TASK OBJECTIVE >>
Scan the records below for the word "river". Copy each line where it appears.

PROVIDED ENTRIES >>
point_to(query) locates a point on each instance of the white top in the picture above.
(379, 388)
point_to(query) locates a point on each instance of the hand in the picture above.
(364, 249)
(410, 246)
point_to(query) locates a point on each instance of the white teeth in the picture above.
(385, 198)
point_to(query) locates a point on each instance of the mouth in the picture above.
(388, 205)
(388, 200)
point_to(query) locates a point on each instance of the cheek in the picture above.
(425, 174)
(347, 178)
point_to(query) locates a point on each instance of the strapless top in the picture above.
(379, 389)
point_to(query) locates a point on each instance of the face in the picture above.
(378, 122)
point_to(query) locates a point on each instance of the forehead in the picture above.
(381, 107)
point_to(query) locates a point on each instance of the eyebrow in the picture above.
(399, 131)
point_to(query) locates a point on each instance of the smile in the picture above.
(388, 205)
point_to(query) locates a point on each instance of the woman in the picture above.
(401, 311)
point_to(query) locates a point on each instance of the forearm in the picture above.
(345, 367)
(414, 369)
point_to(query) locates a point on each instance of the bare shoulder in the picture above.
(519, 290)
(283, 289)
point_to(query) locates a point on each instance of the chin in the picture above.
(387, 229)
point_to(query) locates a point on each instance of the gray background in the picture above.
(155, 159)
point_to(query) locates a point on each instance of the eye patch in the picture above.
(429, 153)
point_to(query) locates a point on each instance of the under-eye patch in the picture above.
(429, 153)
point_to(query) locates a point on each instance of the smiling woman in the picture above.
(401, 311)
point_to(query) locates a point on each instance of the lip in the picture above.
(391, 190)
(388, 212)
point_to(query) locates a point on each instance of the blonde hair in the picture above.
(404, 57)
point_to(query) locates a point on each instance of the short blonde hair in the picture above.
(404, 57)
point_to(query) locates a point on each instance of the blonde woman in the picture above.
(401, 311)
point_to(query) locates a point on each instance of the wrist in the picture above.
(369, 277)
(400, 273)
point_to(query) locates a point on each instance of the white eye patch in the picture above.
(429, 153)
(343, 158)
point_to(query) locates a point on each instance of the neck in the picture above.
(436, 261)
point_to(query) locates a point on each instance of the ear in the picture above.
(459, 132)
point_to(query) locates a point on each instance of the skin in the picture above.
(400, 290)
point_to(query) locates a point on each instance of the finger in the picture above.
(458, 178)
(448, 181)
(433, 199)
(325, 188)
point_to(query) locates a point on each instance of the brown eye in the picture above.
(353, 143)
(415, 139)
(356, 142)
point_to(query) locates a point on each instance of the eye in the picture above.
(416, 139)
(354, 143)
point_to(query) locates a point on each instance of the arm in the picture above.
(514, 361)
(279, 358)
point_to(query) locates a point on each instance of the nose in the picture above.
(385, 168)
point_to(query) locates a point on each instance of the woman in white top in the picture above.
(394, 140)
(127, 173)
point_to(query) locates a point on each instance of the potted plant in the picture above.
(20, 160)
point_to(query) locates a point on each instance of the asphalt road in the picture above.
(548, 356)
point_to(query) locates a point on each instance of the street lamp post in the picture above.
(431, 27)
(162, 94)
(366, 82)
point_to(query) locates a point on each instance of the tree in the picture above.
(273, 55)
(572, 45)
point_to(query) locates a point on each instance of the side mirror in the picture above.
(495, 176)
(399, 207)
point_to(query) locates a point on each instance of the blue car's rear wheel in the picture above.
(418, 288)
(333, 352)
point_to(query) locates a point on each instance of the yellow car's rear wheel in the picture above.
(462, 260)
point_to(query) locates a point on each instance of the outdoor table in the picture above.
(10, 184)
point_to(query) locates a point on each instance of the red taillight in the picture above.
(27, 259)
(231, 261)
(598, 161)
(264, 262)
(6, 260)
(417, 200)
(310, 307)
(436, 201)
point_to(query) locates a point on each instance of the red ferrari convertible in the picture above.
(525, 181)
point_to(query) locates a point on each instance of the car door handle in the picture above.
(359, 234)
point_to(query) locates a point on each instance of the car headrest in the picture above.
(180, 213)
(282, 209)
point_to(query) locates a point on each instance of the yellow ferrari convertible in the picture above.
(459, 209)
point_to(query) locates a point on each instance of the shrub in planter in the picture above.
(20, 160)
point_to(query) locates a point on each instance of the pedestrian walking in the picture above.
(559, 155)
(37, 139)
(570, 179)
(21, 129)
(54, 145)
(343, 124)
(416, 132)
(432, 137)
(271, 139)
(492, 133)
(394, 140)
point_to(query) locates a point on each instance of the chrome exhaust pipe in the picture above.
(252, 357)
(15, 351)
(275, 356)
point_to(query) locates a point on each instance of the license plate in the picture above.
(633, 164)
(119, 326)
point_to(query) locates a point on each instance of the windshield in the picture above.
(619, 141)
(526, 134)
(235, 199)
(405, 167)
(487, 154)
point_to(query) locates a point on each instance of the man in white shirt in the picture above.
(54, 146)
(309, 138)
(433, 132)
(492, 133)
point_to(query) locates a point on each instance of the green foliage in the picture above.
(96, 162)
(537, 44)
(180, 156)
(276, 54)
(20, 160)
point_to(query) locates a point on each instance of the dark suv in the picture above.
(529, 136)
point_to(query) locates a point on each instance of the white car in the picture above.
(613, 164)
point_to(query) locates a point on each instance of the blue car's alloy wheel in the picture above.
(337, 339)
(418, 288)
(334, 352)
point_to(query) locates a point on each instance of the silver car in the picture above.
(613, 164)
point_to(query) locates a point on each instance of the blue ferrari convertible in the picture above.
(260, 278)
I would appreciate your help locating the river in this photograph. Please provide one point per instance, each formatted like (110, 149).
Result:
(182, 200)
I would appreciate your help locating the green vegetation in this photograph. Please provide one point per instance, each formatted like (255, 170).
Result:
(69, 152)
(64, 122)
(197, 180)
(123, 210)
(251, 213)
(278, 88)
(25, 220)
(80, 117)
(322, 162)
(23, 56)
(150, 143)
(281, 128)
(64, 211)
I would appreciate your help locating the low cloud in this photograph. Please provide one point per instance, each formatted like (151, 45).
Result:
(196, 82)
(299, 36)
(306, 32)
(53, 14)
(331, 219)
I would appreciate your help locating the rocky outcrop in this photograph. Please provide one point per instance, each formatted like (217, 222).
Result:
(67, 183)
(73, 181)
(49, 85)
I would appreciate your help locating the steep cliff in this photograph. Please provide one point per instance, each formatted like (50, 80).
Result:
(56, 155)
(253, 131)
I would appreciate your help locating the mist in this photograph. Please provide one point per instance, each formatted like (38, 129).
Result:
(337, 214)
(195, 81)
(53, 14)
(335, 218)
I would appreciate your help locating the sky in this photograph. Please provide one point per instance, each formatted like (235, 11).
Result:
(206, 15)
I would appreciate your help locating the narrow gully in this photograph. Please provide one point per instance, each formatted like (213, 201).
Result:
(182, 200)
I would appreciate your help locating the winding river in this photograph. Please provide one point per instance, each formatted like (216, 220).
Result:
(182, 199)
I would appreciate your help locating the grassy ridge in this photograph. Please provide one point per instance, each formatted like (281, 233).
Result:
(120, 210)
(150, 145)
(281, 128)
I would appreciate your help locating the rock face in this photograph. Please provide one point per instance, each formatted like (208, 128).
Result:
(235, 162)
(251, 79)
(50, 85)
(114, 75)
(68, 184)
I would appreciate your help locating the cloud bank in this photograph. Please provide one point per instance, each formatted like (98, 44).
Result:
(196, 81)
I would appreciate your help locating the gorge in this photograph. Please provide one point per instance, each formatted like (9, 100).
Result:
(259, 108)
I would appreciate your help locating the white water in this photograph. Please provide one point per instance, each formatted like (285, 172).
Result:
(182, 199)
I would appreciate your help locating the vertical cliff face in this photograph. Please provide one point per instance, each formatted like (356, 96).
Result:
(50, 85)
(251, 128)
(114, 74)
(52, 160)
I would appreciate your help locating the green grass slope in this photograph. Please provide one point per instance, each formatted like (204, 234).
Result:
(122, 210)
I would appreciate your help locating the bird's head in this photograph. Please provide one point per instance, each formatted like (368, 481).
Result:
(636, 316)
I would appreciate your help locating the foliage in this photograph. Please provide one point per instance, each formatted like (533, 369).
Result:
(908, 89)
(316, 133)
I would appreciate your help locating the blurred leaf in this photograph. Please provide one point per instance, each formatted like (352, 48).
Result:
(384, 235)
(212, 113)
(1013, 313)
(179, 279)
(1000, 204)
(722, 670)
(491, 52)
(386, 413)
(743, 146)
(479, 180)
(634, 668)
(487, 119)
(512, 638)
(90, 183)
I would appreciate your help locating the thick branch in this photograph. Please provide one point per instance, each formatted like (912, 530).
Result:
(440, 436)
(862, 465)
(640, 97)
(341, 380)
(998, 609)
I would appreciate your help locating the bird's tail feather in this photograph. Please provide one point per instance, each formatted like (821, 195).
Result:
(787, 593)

YOUR SOLUTION >>
I would appreciate your help locating the river in this photograph. Please provide one point per instance, each formatted like (110, 149).
I would appreciate your help locating the winding river in this photograph. Please provide one point per instance, each formatted like (216, 220).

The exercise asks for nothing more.